___ Information given
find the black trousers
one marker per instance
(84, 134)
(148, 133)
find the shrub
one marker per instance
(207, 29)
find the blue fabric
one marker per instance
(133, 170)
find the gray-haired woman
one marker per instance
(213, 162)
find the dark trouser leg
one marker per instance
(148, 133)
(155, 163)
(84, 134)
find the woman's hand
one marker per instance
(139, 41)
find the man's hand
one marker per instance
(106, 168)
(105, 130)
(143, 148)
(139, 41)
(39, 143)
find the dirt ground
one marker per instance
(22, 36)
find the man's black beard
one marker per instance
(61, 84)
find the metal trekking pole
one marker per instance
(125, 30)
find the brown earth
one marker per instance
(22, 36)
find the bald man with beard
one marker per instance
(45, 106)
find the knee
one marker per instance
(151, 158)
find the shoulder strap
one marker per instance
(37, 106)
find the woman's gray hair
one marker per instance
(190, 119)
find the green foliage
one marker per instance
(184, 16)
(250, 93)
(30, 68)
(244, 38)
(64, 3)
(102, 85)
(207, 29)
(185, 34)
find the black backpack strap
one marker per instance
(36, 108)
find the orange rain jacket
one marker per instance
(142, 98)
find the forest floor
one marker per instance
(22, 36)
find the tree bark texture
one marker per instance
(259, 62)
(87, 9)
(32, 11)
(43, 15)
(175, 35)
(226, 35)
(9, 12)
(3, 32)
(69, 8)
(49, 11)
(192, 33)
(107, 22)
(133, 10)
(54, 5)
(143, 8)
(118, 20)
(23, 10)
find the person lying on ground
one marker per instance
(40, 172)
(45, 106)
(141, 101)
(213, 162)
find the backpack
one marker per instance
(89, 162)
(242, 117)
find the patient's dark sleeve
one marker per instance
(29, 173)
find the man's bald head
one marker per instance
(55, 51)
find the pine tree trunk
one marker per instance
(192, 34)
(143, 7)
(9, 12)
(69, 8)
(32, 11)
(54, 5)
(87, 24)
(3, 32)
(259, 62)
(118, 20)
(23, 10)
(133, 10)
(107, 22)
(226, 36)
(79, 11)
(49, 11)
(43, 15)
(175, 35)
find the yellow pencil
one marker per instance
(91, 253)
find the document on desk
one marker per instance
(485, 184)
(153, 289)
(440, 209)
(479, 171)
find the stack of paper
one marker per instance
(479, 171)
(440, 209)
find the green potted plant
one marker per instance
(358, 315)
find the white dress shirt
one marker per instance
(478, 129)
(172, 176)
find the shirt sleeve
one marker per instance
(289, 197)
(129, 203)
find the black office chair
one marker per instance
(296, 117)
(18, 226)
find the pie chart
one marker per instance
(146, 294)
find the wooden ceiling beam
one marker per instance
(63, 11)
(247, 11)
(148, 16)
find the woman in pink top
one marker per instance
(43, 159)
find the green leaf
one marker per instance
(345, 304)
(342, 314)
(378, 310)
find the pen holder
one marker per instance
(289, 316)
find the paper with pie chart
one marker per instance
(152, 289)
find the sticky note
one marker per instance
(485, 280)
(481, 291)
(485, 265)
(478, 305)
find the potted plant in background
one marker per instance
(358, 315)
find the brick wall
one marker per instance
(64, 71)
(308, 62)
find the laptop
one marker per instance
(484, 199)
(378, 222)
______
Output only the lines from the top of the entries through the one holding "find the woman's hand", copied exactly.

find the black trousers
one marker per instance
(84, 134)
(148, 133)
find the shrub
one marker per instance
(207, 29)
find the blue fabric
one marker per instance
(133, 170)
find the gray-haired woman
one marker per instance
(213, 162)
find the dark trouser leg
one marker per instance
(148, 133)
(155, 163)
(84, 134)
find the woman's hand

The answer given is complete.